__TO DO__
Copy all of the entries that follow, exactly.

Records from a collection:
*** Begin section ***

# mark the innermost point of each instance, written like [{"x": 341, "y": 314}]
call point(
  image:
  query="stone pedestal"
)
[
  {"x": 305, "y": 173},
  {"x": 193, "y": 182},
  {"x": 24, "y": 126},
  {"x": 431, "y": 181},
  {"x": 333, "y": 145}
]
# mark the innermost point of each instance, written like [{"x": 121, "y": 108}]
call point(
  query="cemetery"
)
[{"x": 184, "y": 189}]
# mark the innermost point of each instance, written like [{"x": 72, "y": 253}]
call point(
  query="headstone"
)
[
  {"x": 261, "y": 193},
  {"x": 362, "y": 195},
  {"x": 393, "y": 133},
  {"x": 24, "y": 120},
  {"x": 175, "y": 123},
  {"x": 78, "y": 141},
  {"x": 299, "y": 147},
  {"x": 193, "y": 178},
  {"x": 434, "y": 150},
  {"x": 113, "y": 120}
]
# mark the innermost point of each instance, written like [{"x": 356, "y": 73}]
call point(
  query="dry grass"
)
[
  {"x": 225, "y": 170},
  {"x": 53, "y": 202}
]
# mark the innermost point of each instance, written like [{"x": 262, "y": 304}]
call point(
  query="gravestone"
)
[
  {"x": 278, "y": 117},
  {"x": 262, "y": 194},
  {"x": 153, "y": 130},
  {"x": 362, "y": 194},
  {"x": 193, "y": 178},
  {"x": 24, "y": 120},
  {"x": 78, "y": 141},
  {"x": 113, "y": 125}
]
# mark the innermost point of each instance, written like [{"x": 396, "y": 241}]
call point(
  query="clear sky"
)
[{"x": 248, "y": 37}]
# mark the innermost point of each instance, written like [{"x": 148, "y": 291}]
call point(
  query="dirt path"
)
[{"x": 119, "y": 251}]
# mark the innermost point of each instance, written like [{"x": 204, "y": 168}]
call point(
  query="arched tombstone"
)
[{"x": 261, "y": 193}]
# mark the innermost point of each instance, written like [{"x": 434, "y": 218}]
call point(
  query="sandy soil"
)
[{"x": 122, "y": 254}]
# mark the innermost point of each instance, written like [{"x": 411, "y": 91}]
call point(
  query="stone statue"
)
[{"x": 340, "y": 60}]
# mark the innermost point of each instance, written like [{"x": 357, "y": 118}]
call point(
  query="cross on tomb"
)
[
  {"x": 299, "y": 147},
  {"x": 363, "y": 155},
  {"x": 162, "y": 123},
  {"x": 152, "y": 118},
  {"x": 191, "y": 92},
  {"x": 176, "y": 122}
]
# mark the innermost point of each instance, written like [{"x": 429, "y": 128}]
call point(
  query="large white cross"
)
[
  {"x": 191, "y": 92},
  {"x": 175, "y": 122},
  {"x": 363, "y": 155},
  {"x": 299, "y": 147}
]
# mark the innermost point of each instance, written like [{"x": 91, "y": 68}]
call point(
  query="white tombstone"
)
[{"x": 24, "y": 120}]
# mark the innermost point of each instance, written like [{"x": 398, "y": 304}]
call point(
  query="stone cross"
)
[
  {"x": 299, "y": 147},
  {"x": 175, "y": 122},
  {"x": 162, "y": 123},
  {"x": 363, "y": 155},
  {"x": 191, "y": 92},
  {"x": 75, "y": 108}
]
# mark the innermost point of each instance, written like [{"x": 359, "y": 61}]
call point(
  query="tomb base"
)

*** End section ***

__ANSWER SECTION__
# mark the innermost point of each instance, written like [{"x": 341, "y": 314}]
call point(
  image:
  query="stone pedestal"
)
[
  {"x": 305, "y": 173},
  {"x": 193, "y": 182},
  {"x": 24, "y": 126},
  {"x": 431, "y": 181},
  {"x": 333, "y": 145}
]
# mark the innermost point of each instance, written like [{"x": 121, "y": 108}]
call point(
  query="cemetery"
)
[{"x": 184, "y": 189}]
# mark the innermost point of each instance, written like [{"x": 72, "y": 253}]
call point(
  query="headstone"
)
[
  {"x": 261, "y": 193},
  {"x": 362, "y": 195},
  {"x": 393, "y": 133},
  {"x": 24, "y": 120},
  {"x": 175, "y": 123},
  {"x": 78, "y": 141},
  {"x": 299, "y": 147},
  {"x": 193, "y": 178},
  {"x": 434, "y": 150},
  {"x": 113, "y": 120}
]
# mark the innermost point of each instance, written like [{"x": 356, "y": 73}]
call point(
  query="dry grass"
)
[
  {"x": 225, "y": 170},
  {"x": 53, "y": 202}
]
# mark the innermost point of each instance, written like [{"x": 262, "y": 304}]
call point(
  query="gravestone"
)
[
  {"x": 278, "y": 117},
  {"x": 262, "y": 194},
  {"x": 153, "y": 130},
  {"x": 362, "y": 194},
  {"x": 193, "y": 178},
  {"x": 24, "y": 120},
  {"x": 78, "y": 141},
  {"x": 113, "y": 125}
]
# mark the innermost point of each instance, written like [{"x": 396, "y": 241}]
call point(
  query="clear sky"
)
[{"x": 248, "y": 37}]
# mark the innermost point of each instance, written like [{"x": 148, "y": 291}]
call point(
  query="dirt path"
)
[{"x": 119, "y": 251}]
# mark the innermost point of each instance, written like [{"x": 204, "y": 168}]
call point(
  query="arched tombstone"
)
[{"x": 261, "y": 193}]
# mark the innermost point of each instance, written like [{"x": 434, "y": 218}]
call point(
  query="sandy soil"
)
[{"x": 122, "y": 254}]
# mark the innermost point of each instance, written like [{"x": 411, "y": 91}]
call point(
  query="stone statue"
)
[{"x": 340, "y": 60}]
# mark the innermost point of each instance, written like [{"x": 357, "y": 118}]
call point(
  query="cross on tomb"
)
[
  {"x": 299, "y": 147},
  {"x": 363, "y": 155},
  {"x": 162, "y": 123},
  {"x": 152, "y": 118},
  {"x": 191, "y": 92},
  {"x": 176, "y": 122}
]
# mark the innermost point of each instance, written like [{"x": 429, "y": 128}]
call point(
  query="large white cross"
)
[
  {"x": 191, "y": 92},
  {"x": 175, "y": 122},
  {"x": 363, "y": 155},
  {"x": 299, "y": 147}
]
# mark the innermost point of each instance, written like [{"x": 91, "y": 68}]
call point(
  query="white tombstone"
)
[{"x": 24, "y": 120}]
# mark the innermost point of each instance, written like [{"x": 398, "y": 304}]
call point(
  query="stone cross"
)
[
  {"x": 299, "y": 147},
  {"x": 175, "y": 122},
  {"x": 162, "y": 123},
  {"x": 363, "y": 155},
  {"x": 191, "y": 92},
  {"x": 75, "y": 108}
]
# mark the innermost point of each instance, written like [{"x": 359, "y": 61}]
call point(
  query="tomb base"
)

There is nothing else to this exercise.